- **Problem details**
Starting at the line that contains "locate woman's dark hair" and stopping after the line that contains "[451,292,517,366]", rewrite only those lines, requests included. Scale every box coordinate by 0.7 and round to whole numbers, with halves rounding up.
** Start Task material **
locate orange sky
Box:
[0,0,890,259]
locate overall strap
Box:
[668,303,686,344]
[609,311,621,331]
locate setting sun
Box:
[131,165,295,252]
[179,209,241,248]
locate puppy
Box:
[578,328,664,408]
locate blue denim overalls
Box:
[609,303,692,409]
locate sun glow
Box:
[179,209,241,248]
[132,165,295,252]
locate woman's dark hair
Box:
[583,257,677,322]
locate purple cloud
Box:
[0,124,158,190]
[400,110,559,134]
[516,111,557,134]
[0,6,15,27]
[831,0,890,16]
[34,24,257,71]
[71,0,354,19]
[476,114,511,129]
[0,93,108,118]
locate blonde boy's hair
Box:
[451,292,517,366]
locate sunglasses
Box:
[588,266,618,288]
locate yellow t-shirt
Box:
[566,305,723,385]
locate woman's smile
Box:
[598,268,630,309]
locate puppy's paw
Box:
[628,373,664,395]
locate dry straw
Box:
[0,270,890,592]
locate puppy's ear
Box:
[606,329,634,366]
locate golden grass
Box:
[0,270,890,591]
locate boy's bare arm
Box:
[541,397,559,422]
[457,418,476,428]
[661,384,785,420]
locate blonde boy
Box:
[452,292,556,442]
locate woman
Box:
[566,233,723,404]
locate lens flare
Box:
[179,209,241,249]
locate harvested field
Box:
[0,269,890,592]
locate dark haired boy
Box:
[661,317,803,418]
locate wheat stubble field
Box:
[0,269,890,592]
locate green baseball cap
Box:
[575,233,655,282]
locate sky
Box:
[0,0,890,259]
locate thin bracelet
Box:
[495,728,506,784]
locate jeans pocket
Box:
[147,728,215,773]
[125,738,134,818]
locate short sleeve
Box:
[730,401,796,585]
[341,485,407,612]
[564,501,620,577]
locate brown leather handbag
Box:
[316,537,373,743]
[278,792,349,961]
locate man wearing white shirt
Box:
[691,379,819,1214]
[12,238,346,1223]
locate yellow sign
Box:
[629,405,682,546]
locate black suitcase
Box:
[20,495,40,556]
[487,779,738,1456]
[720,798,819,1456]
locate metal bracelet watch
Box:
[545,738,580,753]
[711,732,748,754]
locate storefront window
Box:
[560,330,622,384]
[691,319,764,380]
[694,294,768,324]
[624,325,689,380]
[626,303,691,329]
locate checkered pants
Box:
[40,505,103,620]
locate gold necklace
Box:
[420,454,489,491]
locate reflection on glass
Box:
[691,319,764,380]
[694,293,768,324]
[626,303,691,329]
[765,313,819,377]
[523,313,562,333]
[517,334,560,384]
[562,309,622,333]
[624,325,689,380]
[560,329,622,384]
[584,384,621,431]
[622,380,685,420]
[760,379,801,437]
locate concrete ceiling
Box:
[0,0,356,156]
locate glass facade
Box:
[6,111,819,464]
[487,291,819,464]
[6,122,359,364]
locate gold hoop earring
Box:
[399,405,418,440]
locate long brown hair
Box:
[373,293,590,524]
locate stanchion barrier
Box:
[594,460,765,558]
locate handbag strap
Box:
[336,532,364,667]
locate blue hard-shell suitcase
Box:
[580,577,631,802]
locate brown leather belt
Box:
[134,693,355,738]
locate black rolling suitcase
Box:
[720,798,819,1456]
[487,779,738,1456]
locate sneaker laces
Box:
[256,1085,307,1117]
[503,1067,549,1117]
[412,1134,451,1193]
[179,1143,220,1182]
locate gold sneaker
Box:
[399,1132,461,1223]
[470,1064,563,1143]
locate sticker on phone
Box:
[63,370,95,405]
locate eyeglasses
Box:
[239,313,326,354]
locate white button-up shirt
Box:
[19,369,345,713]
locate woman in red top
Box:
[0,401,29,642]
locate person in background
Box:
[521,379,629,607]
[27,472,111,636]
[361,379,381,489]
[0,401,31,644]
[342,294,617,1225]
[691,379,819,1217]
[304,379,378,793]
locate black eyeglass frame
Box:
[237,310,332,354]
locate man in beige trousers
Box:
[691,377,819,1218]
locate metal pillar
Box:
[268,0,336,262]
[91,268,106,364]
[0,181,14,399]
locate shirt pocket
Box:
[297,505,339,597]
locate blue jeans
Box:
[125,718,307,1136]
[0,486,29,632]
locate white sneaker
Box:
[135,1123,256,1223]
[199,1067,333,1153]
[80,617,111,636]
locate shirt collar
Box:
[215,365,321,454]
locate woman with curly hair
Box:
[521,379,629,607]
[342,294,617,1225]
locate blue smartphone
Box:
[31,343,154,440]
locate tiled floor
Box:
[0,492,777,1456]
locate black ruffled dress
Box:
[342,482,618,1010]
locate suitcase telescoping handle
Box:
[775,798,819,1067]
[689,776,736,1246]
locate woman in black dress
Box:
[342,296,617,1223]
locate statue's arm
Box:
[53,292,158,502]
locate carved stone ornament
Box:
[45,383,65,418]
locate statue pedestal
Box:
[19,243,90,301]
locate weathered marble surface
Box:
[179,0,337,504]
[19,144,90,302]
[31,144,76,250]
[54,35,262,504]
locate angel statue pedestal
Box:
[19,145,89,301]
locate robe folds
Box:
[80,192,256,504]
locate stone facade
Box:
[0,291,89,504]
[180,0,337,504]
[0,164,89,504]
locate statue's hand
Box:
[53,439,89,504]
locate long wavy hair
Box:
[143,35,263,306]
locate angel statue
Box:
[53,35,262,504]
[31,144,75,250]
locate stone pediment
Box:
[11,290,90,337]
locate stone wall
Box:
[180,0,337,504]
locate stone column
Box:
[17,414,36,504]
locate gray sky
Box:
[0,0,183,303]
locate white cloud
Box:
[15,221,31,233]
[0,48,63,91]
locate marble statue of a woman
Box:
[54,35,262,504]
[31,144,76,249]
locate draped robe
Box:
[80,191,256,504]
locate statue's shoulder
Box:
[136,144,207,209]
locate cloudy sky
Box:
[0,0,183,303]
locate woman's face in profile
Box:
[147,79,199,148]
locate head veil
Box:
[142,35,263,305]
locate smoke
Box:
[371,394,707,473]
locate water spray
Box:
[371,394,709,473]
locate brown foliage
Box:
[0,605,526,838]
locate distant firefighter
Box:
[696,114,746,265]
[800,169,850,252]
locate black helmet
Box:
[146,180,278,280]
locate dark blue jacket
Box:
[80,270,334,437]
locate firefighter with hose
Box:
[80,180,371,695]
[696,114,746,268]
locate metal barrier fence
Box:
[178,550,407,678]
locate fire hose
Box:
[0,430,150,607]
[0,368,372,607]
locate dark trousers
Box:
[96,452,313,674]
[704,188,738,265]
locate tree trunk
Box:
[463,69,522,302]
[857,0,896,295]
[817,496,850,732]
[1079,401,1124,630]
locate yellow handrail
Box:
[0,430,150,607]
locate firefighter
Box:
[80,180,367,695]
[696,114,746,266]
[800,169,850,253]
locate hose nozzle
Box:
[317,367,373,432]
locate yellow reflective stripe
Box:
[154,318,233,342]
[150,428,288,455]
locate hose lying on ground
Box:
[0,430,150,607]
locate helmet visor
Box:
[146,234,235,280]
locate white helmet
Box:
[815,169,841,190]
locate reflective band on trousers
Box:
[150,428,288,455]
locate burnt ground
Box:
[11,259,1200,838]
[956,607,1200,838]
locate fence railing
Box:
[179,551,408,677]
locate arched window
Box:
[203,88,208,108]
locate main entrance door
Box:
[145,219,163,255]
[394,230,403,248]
** End Task material **
- **Exercise output**
locate woman's dark hair
Box:
[408,180,474,225]
locate purple cloud
Box:
[0,87,111,133]
[280,77,391,94]
[361,78,390,94]
[0,4,11,19]
[582,0,623,11]
[24,17,180,50]
[50,0,248,13]
[333,80,358,90]
[0,65,76,83]
locate blonde boy's hair
Box:
[316,204,362,256]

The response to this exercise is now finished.